Set exercise
Return every line below that contains the string "picture".

Data for this task

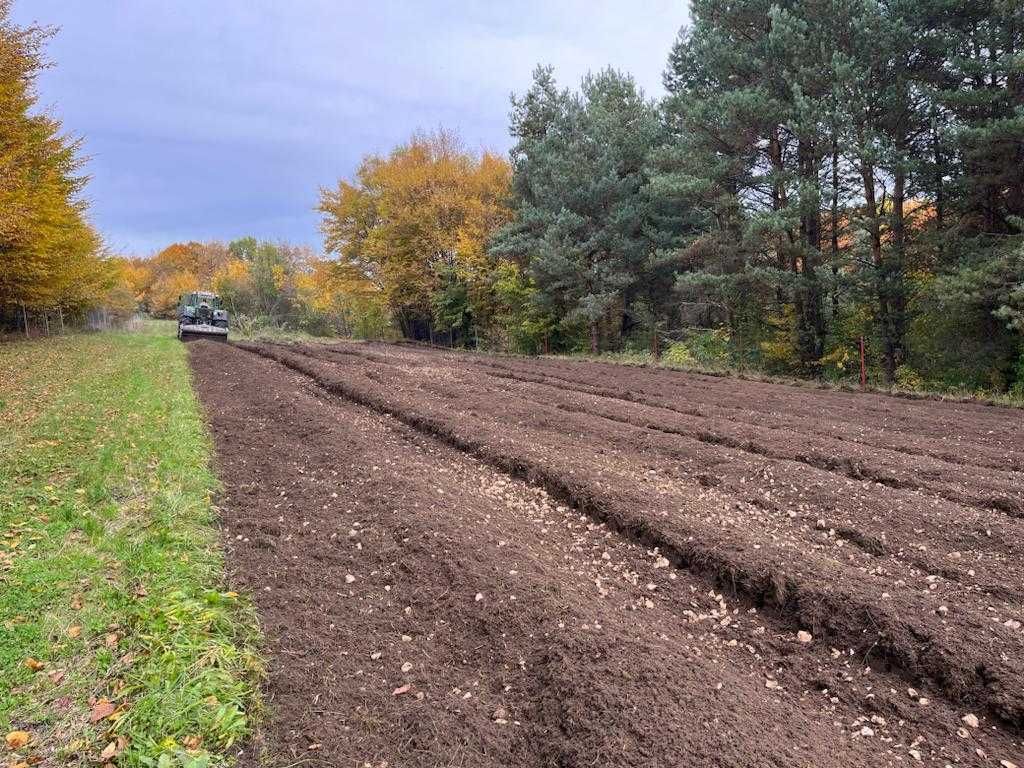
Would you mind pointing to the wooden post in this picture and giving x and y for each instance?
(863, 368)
==
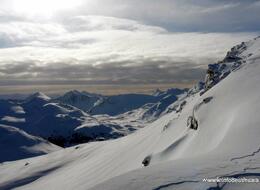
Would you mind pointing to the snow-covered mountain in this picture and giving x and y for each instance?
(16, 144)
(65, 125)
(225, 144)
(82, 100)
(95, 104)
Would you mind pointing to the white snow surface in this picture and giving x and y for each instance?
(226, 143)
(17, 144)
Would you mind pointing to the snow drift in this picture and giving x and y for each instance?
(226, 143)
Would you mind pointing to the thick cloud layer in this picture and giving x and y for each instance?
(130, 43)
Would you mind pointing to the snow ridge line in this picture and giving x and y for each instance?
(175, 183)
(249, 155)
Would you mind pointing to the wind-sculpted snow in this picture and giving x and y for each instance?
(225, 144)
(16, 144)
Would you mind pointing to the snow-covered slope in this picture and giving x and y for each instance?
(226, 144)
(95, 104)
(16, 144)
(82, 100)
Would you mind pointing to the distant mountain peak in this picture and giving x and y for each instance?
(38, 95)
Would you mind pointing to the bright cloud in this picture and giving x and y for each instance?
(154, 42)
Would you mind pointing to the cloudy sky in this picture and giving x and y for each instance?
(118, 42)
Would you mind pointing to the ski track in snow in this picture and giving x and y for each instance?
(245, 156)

Result of the exercise
Would you mind pointing to the wooden post in this picture and giving x and y for each instance?
Would you mind pointing to the snow-covered mountain in this picture and giving x and y for each instance?
Would you mind pointing to the white snow surface in this picture and giving x and y for each instance?
Would you mind pointing to the snow drift in this picture and giving x and y for each instance?
Would you mind pointing to the thick cloud layer in this picture and giving x and y for each instance?
Would you mind pointing to the snow ridge line in this picture and giving x and y for each instance?
Would you mind pointing to the wind-sculpted snow in this picture and giving x and y for each instance?
Would you mind pointing to the snow-covered slope in this picture and giving x and y for each instance?
Would you mind pointing to the distant mountain peak in this picture and giving x and y for each instance?
Would you mind pointing to the bright cloud in this picture and giving x and y for each instance?
Would you mind pointing to the cloudy sky in this picture and giving x and y for each instance?
Would you mind pointing to the ski track in snow in this picture and giving x and y for each instance?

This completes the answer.